● Task prompt: Render the part of the material that opens with the line containing "Segment every instance of the <item>mast</item>." and closes with the line containing "4 72 L 4 53" as a two-column CSV with the headers instruction and output. Give each text and its answer one row, each in a single quoted field with line breaks turned into spaces, and leave the pictures out.

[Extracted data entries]
· · · · · · ·
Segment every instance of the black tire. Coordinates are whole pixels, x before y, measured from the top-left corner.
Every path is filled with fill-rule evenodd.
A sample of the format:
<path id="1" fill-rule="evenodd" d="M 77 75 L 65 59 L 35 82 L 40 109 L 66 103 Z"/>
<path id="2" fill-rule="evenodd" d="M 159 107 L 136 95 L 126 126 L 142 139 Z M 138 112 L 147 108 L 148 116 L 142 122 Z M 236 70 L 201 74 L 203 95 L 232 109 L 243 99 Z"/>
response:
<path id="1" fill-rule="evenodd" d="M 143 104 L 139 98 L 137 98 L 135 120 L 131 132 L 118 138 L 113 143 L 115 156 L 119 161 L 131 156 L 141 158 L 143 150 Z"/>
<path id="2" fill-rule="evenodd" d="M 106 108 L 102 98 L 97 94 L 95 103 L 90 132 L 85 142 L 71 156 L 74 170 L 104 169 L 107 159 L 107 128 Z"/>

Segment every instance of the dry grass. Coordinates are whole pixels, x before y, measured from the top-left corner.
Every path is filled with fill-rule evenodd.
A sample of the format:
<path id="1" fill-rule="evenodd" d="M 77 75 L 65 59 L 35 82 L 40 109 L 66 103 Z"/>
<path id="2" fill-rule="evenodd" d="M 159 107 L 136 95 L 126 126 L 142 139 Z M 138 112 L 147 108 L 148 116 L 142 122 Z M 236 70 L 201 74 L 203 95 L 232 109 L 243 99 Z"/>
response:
· · · · · · ·
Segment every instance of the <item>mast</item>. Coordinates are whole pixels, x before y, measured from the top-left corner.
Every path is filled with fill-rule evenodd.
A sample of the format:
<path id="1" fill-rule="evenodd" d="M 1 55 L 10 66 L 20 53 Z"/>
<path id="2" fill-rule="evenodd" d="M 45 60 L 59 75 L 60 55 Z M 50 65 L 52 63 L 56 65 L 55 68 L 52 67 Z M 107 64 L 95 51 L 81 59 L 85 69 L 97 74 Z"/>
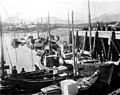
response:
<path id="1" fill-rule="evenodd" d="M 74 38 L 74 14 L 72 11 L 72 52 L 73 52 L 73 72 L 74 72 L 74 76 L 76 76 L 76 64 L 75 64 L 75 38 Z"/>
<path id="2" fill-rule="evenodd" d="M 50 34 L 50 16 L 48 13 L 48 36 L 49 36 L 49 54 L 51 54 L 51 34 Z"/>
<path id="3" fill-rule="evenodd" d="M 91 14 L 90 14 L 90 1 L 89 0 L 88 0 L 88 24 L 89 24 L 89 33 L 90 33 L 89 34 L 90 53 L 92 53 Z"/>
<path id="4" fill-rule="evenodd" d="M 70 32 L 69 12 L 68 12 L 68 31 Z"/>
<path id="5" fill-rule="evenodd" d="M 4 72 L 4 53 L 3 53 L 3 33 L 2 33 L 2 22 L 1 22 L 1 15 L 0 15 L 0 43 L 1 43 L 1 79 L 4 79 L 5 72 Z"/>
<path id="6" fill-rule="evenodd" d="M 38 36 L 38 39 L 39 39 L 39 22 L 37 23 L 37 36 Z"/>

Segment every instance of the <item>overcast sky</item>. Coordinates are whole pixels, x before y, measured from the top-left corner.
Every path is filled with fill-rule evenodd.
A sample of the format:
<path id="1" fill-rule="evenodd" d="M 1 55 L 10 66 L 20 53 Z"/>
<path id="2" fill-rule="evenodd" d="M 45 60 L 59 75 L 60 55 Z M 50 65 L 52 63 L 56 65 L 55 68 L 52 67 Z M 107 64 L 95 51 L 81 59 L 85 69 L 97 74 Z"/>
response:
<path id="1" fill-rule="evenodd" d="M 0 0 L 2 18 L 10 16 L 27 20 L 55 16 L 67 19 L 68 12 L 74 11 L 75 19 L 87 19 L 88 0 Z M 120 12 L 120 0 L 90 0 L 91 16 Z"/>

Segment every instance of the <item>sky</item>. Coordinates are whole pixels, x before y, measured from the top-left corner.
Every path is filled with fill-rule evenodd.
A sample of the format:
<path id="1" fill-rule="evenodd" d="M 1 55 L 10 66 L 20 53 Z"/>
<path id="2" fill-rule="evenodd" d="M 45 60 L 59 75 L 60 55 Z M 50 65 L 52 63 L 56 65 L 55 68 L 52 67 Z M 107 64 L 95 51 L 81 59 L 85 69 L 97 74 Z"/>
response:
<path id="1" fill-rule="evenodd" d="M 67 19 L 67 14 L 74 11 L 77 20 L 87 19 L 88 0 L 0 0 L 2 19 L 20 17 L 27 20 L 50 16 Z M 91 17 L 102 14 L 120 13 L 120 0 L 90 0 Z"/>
· · · · · · ·
● Output for this task:
instruction,output
"Segment every instance of the <item>mast</item>. Coordinates are whole pixels, x before y, measured from the top-left corner. Every path is filled with fill-rule evenodd. A sample of the format: <path id=""1"" fill-rule=""evenodd"" d=""M 1 55 L 10 66 L 20 53 Z""/> <path id=""2"" fill-rule=""evenodd"" d=""M 45 60 L 59 75 L 60 55 Z M 50 65 L 52 63 L 56 65 L 55 68 L 52 67 Z M 107 64 L 95 51 L 81 59 L 85 69 L 97 74 Z""/> response:","<path id=""1"" fill-rule=""evenodd"" d=""M 74 38 L 74 14 L 72 11 L 72 52 L 73 52 L 73 72 L 74 72 L 74 76 L 76 76 L 76 64 L 75 64 L 75 38 Z""/> <path id=""2"" fill-rule=""evenodd"" d=""M 50 34 L 50 16 L 48 13 L 48 36 L 49 36 L 49 54 L 51 54 L 51 34 Z""/> <path id=""3"" fill-rule=""evenodd"" d=""M 91 14 L 90 14 L 90 1 L 89 0 L 88 0 L 88 24 L 89 24 L 89 33 L 90 33 L 89 34 L 90 53 L 92 53 Z""/> <path id=""4"" fill-rule=""evenodd"" d=""M 70 32 L 69 12 L 68 12 L 68 31 Z""/> <path id=""5"" fill-rule=""evenodd"" d=""M 4 72 L 4 53 L 3 53 L 3 33 L 2 33 L 2 22 L 1 22 L 1 15 L 0 15 L 0 43 L 1 43 L 1 79 L 4 79 L 5 72 Z""/>"